OBJECTIVE ▸
Copy every one of the following records word for word, leaving out the pictures.

──────── EXTRACTED DATA ────────

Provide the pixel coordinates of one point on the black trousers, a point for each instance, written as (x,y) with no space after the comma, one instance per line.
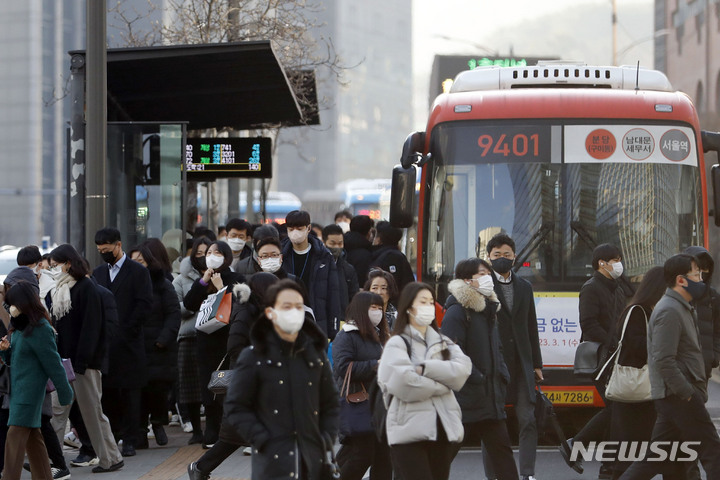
(122,407)
(496,441)
(681,420)
(424,460)
(358,453)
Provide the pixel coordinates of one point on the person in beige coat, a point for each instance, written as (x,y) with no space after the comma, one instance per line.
(418,372)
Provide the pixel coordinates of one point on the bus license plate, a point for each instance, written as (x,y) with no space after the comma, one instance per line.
(571,397)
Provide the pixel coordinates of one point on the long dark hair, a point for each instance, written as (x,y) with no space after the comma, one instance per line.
(25,298)
(407,297)
(67,253)
(357,312)
(225,249)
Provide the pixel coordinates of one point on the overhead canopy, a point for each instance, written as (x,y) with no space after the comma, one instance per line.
(237,85)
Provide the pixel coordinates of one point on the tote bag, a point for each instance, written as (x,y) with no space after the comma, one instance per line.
(208,320)
(627,384)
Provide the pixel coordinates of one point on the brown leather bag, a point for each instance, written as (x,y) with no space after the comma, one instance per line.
(357,397)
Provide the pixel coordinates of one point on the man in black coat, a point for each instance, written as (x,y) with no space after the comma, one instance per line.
(708,310)
(517,324)
(305,257)
(127,373)
(358,245)
(387,254)
(347,278)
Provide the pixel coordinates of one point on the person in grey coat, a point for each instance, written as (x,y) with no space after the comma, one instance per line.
(419,370)
(677,374)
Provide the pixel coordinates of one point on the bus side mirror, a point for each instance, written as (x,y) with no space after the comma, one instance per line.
(402,197)
(715,174)
(412,149)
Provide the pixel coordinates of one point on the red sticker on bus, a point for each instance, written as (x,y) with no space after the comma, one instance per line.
(600,144)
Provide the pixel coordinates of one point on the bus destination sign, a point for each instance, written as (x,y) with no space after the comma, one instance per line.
(211,158)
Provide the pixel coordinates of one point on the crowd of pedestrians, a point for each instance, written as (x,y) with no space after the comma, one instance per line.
(330,338)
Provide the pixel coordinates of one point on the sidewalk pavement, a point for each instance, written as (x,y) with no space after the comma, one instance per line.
(168,462)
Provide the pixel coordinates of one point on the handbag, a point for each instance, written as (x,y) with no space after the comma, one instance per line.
(627,384)
(69,373)
(220,379)
(355,415)
(207,320)
(588,358)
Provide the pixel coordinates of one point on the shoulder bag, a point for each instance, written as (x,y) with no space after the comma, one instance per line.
(214,312)
(220,379)
(355,416)
(627,384)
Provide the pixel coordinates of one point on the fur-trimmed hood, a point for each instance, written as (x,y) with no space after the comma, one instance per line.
(468,297)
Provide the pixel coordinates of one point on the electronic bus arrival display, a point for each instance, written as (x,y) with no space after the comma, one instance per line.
(211,158)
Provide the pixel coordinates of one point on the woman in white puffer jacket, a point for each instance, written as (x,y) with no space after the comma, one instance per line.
(418,372)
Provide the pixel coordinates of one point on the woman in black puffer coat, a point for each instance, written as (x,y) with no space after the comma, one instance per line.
(160,331)
(360,342)
(282,398)
(470,321)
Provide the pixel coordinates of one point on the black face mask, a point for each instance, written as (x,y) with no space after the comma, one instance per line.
(108,257)
(696,290)
(502,265)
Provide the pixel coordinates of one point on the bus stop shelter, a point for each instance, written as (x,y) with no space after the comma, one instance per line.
(154,96)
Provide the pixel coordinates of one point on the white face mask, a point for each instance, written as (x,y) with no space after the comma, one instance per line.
(270,265)
(375,316)
(214,261)
(289,321)
(616,269)
(297,236)
(424,314)
(483,285)
(236,244)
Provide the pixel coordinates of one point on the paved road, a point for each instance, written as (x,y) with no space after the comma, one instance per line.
(170,462)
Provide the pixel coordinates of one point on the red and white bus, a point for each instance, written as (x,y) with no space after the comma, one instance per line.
(561,157)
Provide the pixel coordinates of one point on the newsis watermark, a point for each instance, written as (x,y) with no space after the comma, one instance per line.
(634,451)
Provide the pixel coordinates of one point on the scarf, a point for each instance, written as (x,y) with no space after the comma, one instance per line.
(61,295)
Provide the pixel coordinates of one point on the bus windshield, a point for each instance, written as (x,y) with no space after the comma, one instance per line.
(559,189)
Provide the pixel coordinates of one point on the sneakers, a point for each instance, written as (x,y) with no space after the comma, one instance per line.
(111,468)
(83,460)
(71,440)
(60,474)
(196,474)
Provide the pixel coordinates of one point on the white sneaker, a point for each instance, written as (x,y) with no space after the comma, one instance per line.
(71,440)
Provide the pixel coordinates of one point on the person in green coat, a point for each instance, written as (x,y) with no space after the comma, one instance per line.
(30,351)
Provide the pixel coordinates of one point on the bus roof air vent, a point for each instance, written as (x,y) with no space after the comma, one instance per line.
(560,75)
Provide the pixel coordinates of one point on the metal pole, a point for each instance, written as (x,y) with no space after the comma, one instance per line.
(96,121)
(76,157)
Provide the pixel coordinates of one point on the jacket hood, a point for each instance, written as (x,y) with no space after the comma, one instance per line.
(188,270)
(261,335)
(355,240)
(468,297)
(241,292)
(703,256)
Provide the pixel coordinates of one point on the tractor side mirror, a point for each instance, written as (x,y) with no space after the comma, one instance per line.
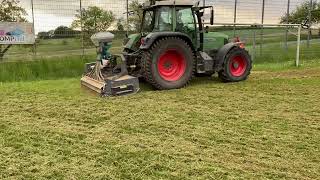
(212,16)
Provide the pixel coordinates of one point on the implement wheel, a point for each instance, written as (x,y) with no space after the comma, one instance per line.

────────

WORKED ANSWER ▸
Provide the pixel coordinates of one point on the black trousers, a point for each instance, written as (x,y) with no space after the comma, one instance per line.
(122,407)
(496,441)
(681,420)
(424,460)
(358,453)
Provide the pixel coordinates of one point on the person in beige coat, a point for each instance, written as (x,y) with no space after the comma, one instance per line.
(418,372)
Provide the pixel coordinates of one point on the bus license plate, a point for each instance, written as (x,y) with no space after the comma, one instance per line.
(571,397)
Provide the pixel coordinates of one point on the long dark hair, a point for each instance, written as (x,y) with no space after the comma, one instance per line.
(25,298)
(407,297)
(67,253)
(357,312)
(225,249)
Provide the pixel coordinates of one point on the overhead canopy, a point for each instance, written as (x,y) with no space after the comma, one instance per line.
(237,85)
Provide the pixel coordinates of one point on the tote bag, a point for each instance, written as (x,y) with no space after the comma, one instance per line.
(208,320)
(627,384)
Provide the pixel coordinates of one point on the brown leather bag, a point for each instance, written as (x,y) with no space after the comma, one instance per line.
(357,397)
Provide the pixel coordinates of one point on the man in black coat, a point for each instance, written as (x,y) with no space after the comma, one instance per line.
(708,310)
(517,324)
(305,257)
(127,373)
(358,245)
(387,254)
(347,278)
Provide the pixel coordinates of one point on the person in grey coat, a point for each instance, written as (x,y) with no space after the comma, one instance per line.
(419,370)
(677,374)
Provide the pixel coordinates of one point on the bus side mirror, a point for each instance, written as (x,y) with no space after the comma, one instance per line.
(402,197)
(715,174)
(412,149)
Provide the pixel coordinates of one point on the red sticker on bus, a point for each instance, written as (x,y) with no space after the comma, one instance per line.
(600,144)
Provide the pixel coordinates of one point on the bus destination sign, a point for each instance, written as (x,y) with no space after the comma, one instance per line.
(211,158)
Provide the pixel coordinates of one point on the crowd of pedestrians, a point for each instance, written as (x,y) with no space after the comma, one instance per line.
(330,338)
Provide the pixel coordinates of one point on the sidewalk pavement, a point for each instance, written as (x,y) with no space after the comma, one instance per line.
(168,462)
Provide the pixel coordinates of one point on the handbag, a point for each instance, written as (x,y) with no space after the comma, one instance per line.
(627,384)
(69,373)
(220,379)
(355,415)
(207,320)
(588,358)
Provide the pixel coordinates of one point on the shoulder bag, a point for each instance, written as (x,y) with no space after the comma, one instance per line.
(214,312)
(220,379)
(355,416)
(627,384)
Provide the pixel coordinates of one point on the fur-trimmed hood, a point for each instance, written as (x,y) with no space after the comma, one instance per line.
(468,297)
Provide the pixel coordinates of one point on the electronic bus arrival display, a point for each instance, written as (x,y) with no space after the comma, one instance per line.
(211,158)
Provide the pixel coordinates of one point on the woman in white puffer jacket, a point for each instance, written as (x,y) with no space after the comma, one instance per line.
(418,372)
Provide the pixel coordinates of one point on the woman in black puffer coat, a point for each instance, written as (x,y) with no space after the comma, one instance per line.
(160,331)
(360,342)
(282,398)
(470,321)
Provide the pixel coordinates of one point on the black face mask, a point for each instance, written as (x,y) with no space after the comma, one instance per line.
(108,257)
(696,290)
(502,265)
Provide the pixel coordinates of one point on the bus stop shelter, a point for each instance, written as (x,y) with no space after the comma, one instance per line.
(154,96)
Provide the pixel coordinates of one point on the white face mask, a point for each instance, written as (x,y) with no space after the comma, one instance per line.
(270,265)
(375,316)
(214,261)
(289,321)
(616,269)
(297,236)
(424,314)
(483,285)
(236,244)
Provide the pixel coordinates of one point on the paved road, a point for each instance, written as (x,y) with no space after the comma, one instance per line.
(170,462)
Provide the pixel coordinates of one point on the red and white bus, a point for each instance, written as (x,y) with no space after the comma, one instance per line.
(561,157)
Provide the pixel coordinates of one point on the newsis watermark, a point for each instance, written as (x,y) with no space after the comma, one instance per line.
(634,451)
Provide the pixel coordinates of one point on the scarf, a point for each instance, written as (x,y) with no space after the comma, one instance per line.
(61,295)
Provide the pixel coordinates of one point on the bus windshield, a point for each instance, written as (x,y) with no space after the comma, one instance per line.
(559,189)
Provide the pixel coordinates of one point on the sneakers, a point for each instance, written as (x,y) with no space after the comma, one instance per line.
(111,468)
(83,460)
(71,440)
(60,474)
(196,474)
Provide the pixel coordinates of one point on the white sneaker, a point for each instance, written as (x,y) with no space after the comma, one instance per line.
(71,440)
Provide the pixel coordinates of one point on the person in green coat, a point for each instance, written as (x,y) with no space after the comma, one instance per line.
(30,351)
Provide the pixel coordinates of one point on the bus roof air vent, a point for each instance, written as (x,y) with no space after the comma, one instance per line.
(560,75)
Provide the pixel coordinates of one point on the metal pole, a point for each instance, written as (x,y) with no space after the comma, one instance per line.
(96,121)
(76,157)
Provide the pixel coordinates of one point on the jacket hood, a point for each instance, written as (x,y) with no space after the comma, one instance per line.
(188,270)
(261,335)
(355,240)
(468,297)
(241,292)
(703,256)
Provide the pixel coordinates of one point on the tractor side mirror, a point for each instance, written as (x,y) with no space after the comma, one instance per line.
(212,16)
Provide the pixel coordinates of one point on the implement wheel, a point for each instance, written as (x,y) with no space after the comma, one instance per line.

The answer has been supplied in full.